* begin PROVIDED PASSAGE *

I believe it would be better all Regexp frozen or none frozen, but not something in between.
Updated by shyouhei (Shyouhei Urabe) about 7 years ago
We had a discussion around this issue at yesterday's developer meeting.
Seems everyone there agreed that in long term future, regex shall be frozen. However the status quo is that there are wild applications that do override regex methods, particularly for testing purposes. So there needs to be some transition paths.
Freezing regex literals sounded a good starting point. We already optimize the return value of them:
3.times {
p(/foo/.object_id)
}
The merit of freezing regex literals are:
- Seems very safe to do. If it hurts someone, that means that person has already been bothered by the literal being shared among evaluations.
The disadvantage of freezing regex literals are:
- It benefits no one while it does confuse people. Regexp class has no built-in destructive methods so freezing them does almost nothing; just prohibits method redefinitions. Is it worth doing by deafult?
Updated by Eregon (Benoit Daloze) about 7 years ago
Regexp class has no built-in destructive methods so freezing them does almost nothing; just prohibits method redefinitions.
I think it is useful in communicating this is a immutable object.
So singleton methods definitions are prevented (it has to behave like every other Regexp), but methods can be added to the Regexp class.
Adding instances variables to the Regexp are also prevented, which seems a good idea as attaching state to immutable object makes no sense.
I agree with the rationale that it seems safer to first only freeze Regexp literals.
Does /#{23}/ counts as literal though? That expression produces different instances, unlike the /#{23}/o variant.
I think it should be considered as literal and be frozen.
Then the distinction is between literals and Regexp.new, which is much clearer than "literals except those with interpolation but without /o".
Updated by shyouhei (Shyouhei Urabe) about 5 years ago
- Has duplicate Feature #16377: Regexp literals should be frozen added
Updated by byroot (Jean Boussier) almost 5 years ago
- Status changed from Assigned to Closed
Applied in changeset git|98ef38ada43338c073f50a0093196f0356284625.

* end PROVIDED PASSAGE *
* begin PROVIDED RECORDS *

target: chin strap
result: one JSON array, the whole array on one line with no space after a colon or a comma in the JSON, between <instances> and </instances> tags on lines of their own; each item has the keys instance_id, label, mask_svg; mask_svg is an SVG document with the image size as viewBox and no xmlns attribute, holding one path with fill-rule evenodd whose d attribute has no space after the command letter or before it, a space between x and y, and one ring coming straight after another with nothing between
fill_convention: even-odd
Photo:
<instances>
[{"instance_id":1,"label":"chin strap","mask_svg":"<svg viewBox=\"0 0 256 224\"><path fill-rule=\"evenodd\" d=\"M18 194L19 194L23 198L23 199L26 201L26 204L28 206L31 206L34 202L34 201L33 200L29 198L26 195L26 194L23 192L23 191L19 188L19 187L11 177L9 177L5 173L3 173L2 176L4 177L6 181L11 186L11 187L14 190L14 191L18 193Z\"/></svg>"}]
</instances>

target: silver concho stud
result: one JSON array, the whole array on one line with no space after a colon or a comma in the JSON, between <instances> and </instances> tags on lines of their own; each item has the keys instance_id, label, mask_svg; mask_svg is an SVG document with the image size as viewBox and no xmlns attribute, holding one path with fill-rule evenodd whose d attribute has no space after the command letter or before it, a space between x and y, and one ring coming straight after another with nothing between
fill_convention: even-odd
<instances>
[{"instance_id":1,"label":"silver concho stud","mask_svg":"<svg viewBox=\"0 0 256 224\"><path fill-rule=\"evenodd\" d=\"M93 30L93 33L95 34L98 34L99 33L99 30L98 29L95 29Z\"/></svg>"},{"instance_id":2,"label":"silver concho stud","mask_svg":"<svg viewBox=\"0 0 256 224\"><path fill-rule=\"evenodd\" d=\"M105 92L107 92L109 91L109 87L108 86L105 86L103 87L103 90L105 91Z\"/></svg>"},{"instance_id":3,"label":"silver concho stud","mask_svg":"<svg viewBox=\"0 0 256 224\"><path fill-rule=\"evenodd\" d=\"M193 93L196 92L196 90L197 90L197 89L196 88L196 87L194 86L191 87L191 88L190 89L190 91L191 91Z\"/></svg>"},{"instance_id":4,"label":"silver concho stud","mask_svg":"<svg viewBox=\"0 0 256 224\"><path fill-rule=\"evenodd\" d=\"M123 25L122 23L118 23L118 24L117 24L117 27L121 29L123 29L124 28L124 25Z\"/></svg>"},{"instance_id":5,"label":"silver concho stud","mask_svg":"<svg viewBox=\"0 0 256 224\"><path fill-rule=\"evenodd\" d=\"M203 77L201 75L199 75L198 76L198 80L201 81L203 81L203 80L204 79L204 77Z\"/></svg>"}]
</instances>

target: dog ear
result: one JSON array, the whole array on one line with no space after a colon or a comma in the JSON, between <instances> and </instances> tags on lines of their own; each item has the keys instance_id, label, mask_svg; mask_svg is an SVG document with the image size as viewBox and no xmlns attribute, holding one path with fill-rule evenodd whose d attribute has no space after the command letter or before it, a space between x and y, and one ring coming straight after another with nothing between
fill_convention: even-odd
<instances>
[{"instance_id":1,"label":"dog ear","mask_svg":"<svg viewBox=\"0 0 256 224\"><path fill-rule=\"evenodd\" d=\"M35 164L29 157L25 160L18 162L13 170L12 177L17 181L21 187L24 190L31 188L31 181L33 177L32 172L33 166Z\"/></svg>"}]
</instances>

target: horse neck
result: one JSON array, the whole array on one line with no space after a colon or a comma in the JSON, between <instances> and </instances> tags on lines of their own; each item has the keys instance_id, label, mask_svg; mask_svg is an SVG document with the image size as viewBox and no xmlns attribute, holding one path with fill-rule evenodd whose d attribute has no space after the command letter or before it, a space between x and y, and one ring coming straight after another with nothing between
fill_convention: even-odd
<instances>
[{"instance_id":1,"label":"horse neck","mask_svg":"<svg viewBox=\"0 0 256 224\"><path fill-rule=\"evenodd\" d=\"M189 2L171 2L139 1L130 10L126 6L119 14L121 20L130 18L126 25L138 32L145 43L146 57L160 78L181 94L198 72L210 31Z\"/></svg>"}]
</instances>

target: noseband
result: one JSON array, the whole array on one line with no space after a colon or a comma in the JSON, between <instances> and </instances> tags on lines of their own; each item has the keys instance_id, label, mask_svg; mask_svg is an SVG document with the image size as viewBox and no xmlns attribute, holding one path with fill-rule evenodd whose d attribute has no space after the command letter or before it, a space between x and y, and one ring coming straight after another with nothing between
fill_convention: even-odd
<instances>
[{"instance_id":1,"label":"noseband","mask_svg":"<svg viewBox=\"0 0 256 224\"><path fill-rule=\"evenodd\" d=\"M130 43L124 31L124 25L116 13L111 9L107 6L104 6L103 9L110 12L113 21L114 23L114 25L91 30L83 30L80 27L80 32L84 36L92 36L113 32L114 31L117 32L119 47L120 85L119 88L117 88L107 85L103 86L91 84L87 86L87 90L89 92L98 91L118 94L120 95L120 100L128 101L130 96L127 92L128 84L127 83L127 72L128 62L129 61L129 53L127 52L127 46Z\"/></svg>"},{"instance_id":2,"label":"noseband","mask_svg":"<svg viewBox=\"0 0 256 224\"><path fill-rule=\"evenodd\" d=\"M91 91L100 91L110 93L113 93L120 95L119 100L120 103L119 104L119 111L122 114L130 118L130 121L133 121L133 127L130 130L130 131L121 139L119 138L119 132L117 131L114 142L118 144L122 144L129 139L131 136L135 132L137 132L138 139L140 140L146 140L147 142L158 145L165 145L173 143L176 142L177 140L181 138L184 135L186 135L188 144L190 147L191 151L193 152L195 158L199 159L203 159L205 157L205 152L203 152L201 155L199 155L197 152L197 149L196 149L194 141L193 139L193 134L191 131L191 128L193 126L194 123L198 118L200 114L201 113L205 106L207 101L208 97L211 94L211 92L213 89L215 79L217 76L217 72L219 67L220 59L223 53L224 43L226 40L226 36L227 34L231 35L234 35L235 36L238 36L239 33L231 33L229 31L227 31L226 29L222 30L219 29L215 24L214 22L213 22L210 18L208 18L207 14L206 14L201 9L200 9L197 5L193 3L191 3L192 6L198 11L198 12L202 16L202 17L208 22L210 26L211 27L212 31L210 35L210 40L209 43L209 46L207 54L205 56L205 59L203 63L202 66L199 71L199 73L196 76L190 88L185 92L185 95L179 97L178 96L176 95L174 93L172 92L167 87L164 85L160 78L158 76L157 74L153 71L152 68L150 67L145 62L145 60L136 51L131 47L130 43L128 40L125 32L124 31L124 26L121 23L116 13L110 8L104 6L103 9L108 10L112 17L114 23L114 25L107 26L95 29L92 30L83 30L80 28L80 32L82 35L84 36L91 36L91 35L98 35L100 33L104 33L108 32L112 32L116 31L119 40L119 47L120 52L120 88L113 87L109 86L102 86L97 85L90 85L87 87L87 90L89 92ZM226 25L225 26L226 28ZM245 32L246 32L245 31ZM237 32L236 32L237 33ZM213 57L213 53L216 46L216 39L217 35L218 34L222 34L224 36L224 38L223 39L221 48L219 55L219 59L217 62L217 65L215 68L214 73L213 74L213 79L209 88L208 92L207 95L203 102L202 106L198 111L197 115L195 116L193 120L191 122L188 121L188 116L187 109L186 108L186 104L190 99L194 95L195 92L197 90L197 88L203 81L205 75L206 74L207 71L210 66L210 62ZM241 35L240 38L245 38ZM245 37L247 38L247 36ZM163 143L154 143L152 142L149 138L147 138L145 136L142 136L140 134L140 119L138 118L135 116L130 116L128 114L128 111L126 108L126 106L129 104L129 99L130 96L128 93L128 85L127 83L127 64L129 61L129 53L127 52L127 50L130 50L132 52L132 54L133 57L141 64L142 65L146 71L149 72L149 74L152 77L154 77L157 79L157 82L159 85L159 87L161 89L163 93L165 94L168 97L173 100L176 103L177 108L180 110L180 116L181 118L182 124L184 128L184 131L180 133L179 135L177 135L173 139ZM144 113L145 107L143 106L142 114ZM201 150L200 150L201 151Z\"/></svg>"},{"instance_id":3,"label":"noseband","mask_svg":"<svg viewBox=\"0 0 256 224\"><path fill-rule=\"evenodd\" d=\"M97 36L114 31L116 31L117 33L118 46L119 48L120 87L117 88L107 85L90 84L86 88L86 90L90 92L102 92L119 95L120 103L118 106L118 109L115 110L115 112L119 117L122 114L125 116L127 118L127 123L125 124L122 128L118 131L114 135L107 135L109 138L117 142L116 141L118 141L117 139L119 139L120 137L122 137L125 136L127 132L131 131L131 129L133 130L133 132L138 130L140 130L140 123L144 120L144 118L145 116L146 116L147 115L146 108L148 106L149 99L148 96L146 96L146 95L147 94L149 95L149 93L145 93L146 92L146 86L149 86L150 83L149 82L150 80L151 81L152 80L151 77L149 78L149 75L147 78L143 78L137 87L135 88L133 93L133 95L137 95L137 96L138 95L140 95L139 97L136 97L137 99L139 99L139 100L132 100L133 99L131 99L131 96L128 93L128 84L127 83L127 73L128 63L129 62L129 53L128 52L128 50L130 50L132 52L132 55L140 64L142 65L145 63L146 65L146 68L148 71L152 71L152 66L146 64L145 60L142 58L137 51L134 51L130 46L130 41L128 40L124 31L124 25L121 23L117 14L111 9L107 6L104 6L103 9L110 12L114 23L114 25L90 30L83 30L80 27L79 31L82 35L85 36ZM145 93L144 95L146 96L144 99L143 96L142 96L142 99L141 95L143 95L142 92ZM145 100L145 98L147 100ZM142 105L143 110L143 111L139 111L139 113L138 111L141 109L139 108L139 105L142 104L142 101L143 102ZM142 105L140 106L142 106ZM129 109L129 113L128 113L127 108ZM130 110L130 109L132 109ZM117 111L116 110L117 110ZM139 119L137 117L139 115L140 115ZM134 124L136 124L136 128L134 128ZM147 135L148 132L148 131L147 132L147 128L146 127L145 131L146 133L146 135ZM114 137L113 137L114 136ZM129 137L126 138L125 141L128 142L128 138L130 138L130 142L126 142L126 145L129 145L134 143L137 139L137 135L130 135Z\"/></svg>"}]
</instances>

* end PROVIDED RECORDS *

REQUIRED ACTIONS
a: Quote the Regexp freezing discussion, starting with "I believe it" and going on through "shared among evaluations.".
b: In the Regexp freezing discussion, what did everyone at the developer meeting agree should happen to regex in the long-term future?

RESPONSES PER TASK
a:
I believe it would be better all Regexp frozen or none frozen, but not something in between.
Updated by shyouhei (Shyouhei Urabe) about 7 years ago
We had a discussion around this issue at yesterday's developer meeting.
Seems everyone there agreed that in long term future, regex shall be frozen. However the status quo is that there are wild applications that do override regex methods, particularly for testing purposes. So there needs to be some transition paths.
Freezing regex literals sounded a good starting point. We already optimize the return value of them:
3.times {
p(/foo/.object_id)
}
The merit of freezing regex literals are:
- Seems very safe to do. If it hurts someone, that means that person has already been bothered by the literal being shared among evaluations.

b: They agreed that regex shall be frozen.